- Task goal
When you answer, restate the entries below without altering anything.
Start of Data for this exercise
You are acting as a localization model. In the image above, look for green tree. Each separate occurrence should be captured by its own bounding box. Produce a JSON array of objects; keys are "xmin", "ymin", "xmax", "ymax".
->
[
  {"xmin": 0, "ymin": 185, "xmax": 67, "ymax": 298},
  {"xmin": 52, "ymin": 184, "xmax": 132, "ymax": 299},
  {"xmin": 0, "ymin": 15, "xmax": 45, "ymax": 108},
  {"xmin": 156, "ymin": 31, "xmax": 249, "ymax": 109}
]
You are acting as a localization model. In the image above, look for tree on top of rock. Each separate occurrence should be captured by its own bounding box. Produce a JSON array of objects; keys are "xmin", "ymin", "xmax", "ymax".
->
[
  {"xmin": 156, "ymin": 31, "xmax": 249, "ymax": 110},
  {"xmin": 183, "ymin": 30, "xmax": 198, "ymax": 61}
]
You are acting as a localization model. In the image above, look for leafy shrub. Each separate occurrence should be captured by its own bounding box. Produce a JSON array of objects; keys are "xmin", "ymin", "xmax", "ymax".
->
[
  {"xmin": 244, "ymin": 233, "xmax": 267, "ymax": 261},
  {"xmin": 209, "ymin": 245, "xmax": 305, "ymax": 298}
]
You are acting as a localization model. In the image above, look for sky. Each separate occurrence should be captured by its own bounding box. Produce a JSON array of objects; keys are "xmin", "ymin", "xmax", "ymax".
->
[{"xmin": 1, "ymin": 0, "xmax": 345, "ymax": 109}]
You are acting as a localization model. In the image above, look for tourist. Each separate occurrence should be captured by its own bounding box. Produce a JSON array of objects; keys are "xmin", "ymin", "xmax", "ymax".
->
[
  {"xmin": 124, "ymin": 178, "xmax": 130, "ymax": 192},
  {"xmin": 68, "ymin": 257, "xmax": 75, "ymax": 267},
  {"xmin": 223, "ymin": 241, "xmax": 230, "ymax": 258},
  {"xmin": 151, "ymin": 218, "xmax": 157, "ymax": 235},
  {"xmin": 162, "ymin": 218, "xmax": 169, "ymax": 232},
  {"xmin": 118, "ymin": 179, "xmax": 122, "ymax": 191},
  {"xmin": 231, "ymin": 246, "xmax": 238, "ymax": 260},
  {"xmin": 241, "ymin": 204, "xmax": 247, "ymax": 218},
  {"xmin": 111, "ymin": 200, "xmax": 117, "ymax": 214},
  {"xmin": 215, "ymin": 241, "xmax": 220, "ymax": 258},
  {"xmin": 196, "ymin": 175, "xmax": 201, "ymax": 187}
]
End of Data for this exercise
- Result
You are acting as a localization model. In the image above, look for green tree. Each separate occurrence should be captured by its own bounding box. Produce a JSON array of objects; keys are "xmin", "ymin", "xmax", "ymax".
->
[
  {"xmin": 0, "ymin": 185, "xmax": 67, "ymax": 298},
  {"xmin": 52, "ymin": 184, "xmax": 132, "ymax": 299},
  {"xmin": 0, "ymin": 15, "xmax": 45, "ymax": 108},
  {"xmin": 156, "ymin": 31, "xmax": 249, "ymax": 109}
]
You are acting as a localization model. In the image above, look for tree on top of rock. Each separate occurrence should be captured by its own bounding box. Produce a JSON array of objects; keys are "xmin", "ymin", "xmax", "ymax".
->
[
  {"xmin": 156, "ymin": 31, "xmax": 249, "ymax": 110},
  {"xmin": 183, "ymin": 30, "xmax": 198, "ymax": 61}
]
You are acting as a localization model. In the image above, look for leafy shrub. Each separate occurrence should be captured by its own bounding box. Produce a JSON array of objects; keys are "xmin", "ymin", "xmax", "ymax".
->
[
  {"xmin": 244, "ymin": 233, "xmax": 267, "ymax": 261},
  {"xmin": 209, "ymin": 245, "xmax": 305, "ymax": 298}
]
You are acting as a localization model. In the image above, look for sky. Each separate occurrence should be captured by its own bounding box. Produce a JSON array of objects; keys are "xmin", "ymin", "xmax", "ymax".
->
[{"xmin": 1, "ymin": 0, "xmax": 345, "ymax": 109}]
You are acting as a localization model. In the image above, look for tourist. Each separate occurrence should be captured by its own bounding box. Produce a JSON array of objects; keys are "xmin", "ymin", "xmax", "ymax".
->
[
  {"xmin": 124, "ymin": 178, "xmax": 130, "ymax": 192},
  {"xmin": 68, "ymin": 257, "xmax": 75, "ymax": 267},
  {"xmin": 223, "ymin": 241, "xmax": 230, "ymax": 258},
  {"xmin": 151, "ymin": 218, "xmax": 157, "ymax": 235},
  {"xmin": 162, "ymin": 218, "xmax": 169, "ymax": 232},
  {"xmin": 118, "ymin": 179, "xmax": 122, "ymax": 191},
  {"xmin": 231, "ymin": 246, "xmax": 238, "ymax": 260},
  {"xmin": 241, "ymin": 204, "xmax": 247, "ymax": 218},
  {"xmin": 111, "ymin": 200, "xmax": 117, "ymax": 214},
  {"xmin": 215, "ymin": 241, "xmax": 220, "ymax": 258},
  {"xmin": 196, "ymin": 175, "xmax": 201, "ymax": 187}
]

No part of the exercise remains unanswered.